**Required tasks**
[a] Answer these questions about the text on pseudogene file format:
(i) From which database was the ribosomal protein information downloaded?
(ii) What example is given for the ID column?
(iii) Which Ensembl release are the starting coordinates based on?
[b] Continue the description of the pseudogene file format after its last line, in the same style.

##### Excerpted text

Format of Processed Ribosomal Protein Pseudogene Flat Files

The pseudogene annotation files are tab-delimited, multi-field text files. All the information relating to the ribosomal proteins were downloaded from the Ribosomal Protein Gene Database (RPDB).

Data Description

Each file has a header line describing the content in each column. The columns from left to right are:

ID: unique identifier for each processed pseudogene in the format of chr$a_$b.$c where $a is chromosome name, $b is the name of ribosomal protein as designated in RPDB , and $c is the sequential numering of the pseudogene that matches protein $b on chromosome $a. Example: chr10_RPL7.2
Short_ID: short version of pseudogene ID in the format of $a_$b where $a is the Swissprot protein accession number and $b is the sequential numbering of the pseudogene that matches protein $a in the whole genome. Example RPL7_18
Chr: chromosome name
Chrom_start: starting coordinate of the pseudogene on the chromosome, based on Release 36 of Ensembl.

##########
##### Source material

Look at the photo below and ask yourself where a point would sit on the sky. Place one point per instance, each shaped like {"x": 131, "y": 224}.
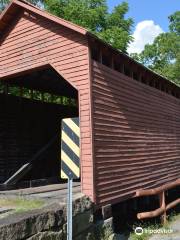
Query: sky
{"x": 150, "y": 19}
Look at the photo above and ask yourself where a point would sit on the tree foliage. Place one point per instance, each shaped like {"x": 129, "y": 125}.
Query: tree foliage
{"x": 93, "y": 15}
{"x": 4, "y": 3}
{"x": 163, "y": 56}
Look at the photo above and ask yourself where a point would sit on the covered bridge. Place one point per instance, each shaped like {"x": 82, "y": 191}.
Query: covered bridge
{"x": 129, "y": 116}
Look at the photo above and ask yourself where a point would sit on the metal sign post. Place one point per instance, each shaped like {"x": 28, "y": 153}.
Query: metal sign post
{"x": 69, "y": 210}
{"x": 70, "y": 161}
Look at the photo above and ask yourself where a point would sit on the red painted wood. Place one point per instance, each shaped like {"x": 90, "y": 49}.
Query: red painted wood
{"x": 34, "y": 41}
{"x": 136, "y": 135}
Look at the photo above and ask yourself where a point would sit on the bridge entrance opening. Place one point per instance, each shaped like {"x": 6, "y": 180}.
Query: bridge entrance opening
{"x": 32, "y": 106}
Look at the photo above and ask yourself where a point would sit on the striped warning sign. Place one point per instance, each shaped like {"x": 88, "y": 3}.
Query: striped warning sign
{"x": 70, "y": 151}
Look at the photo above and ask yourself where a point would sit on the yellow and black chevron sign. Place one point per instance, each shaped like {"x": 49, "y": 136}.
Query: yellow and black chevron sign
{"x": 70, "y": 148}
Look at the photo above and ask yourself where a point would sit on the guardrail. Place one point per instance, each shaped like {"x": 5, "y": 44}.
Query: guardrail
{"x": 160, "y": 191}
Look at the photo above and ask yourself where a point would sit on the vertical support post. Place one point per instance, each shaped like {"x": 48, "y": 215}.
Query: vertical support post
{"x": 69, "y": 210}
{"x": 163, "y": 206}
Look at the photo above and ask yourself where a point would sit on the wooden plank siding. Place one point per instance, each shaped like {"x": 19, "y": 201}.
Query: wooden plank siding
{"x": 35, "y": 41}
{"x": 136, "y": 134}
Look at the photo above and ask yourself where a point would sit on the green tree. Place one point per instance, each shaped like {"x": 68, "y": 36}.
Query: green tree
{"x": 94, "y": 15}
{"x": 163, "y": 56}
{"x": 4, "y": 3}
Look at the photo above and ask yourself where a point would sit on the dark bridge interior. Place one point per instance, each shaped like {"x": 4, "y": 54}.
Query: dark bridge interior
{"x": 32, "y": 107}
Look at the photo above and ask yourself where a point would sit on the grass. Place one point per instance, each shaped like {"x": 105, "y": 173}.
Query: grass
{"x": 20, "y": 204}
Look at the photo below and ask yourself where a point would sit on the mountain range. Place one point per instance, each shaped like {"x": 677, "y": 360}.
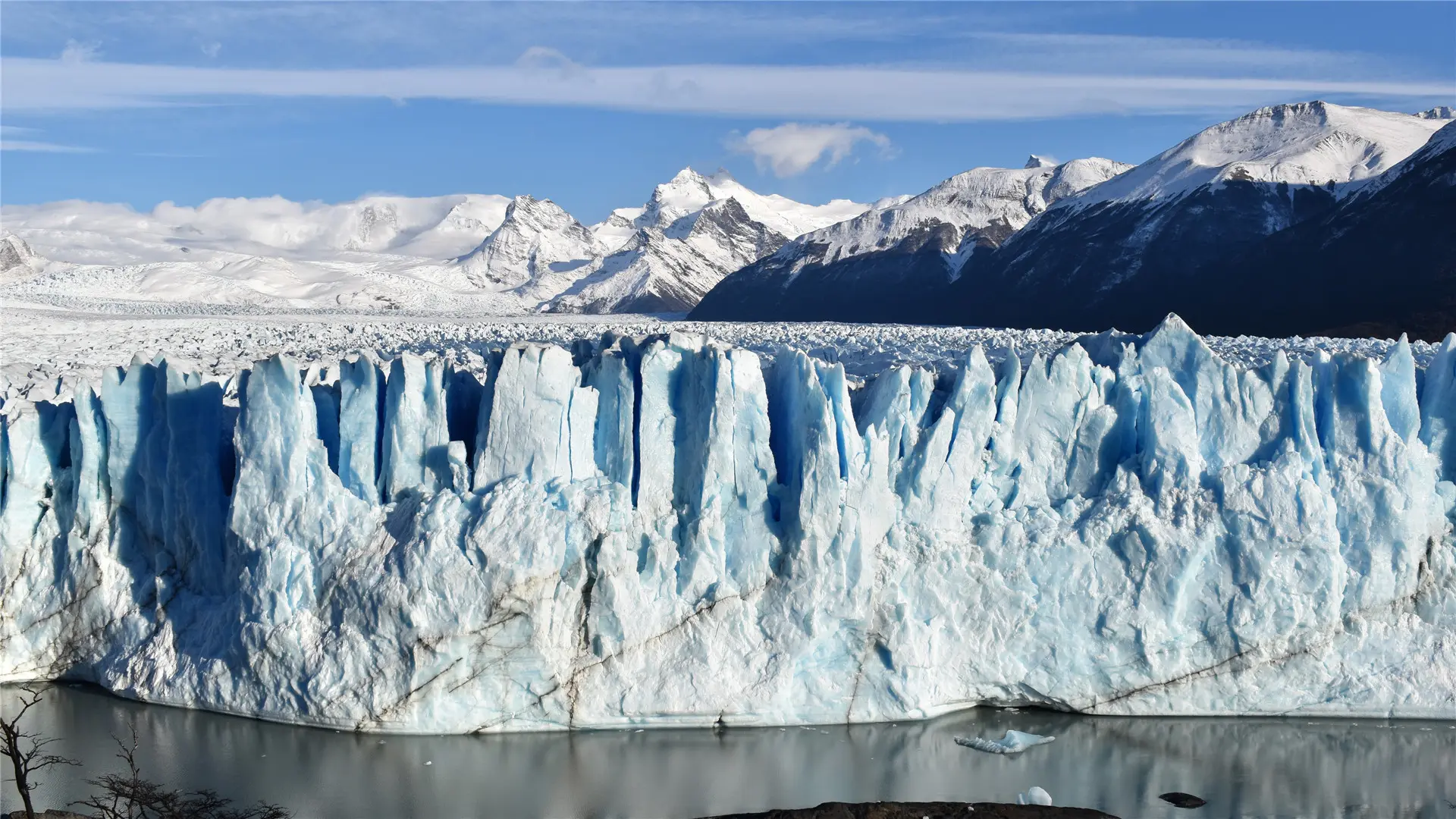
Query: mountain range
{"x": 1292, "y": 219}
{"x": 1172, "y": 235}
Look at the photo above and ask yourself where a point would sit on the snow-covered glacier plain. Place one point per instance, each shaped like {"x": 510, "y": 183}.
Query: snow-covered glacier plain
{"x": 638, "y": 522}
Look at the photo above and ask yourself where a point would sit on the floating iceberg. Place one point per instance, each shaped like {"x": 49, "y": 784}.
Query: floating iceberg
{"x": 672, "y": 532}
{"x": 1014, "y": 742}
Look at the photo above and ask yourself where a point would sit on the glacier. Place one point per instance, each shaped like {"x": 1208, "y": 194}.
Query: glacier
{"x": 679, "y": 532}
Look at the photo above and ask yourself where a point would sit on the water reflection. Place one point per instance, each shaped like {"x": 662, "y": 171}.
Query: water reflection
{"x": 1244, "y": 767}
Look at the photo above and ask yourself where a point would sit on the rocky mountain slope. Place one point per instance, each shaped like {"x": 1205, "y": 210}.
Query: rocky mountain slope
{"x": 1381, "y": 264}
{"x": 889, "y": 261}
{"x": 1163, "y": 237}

##########

**Responses in order**
[a]
(i) The Ribosomal Protein Gene Database (RPDB)
(ii) chr10_RPL7.2
(iii) Release 36

[b]
Chrom_strand: "-" or "+"
Query_protein: name of the query ribosomal protein as named in RPDB
Query_start: starting amino acid number on the query protein that the pseudogene matches.
Query_end: end amino acid number on the query protein that the pseudogene matches.
Query_len: sequence length of the query protein in column 7.
Match_length: fractional length of the pseudogene compared to the query protein.
E-value: expect value of the pseudogene in the TBLASTX search.
AA_ident: amino acid sequence identity between the pseudogene and query protein.
Polya: "0" or "1" or "2" or "3".
- "0":no polyA tail (> 30 A in 50 bp window) detected of the pseudogene
- "1" : has polyA tail and also polyadenylation signal with 50 bp of the begining of the tail
- "2" : has polyA tail and polyadenylation signal within 50-100 bp of the begining of the tail
- "3": has polyA tail but no polyadenylation detected.
Disable: "0" or "d" or "D". "0" indicates no disablement i.e. . "d" indicates disablement in a region of low sequence identity. "D" indicates disablement in region of high sequence identity.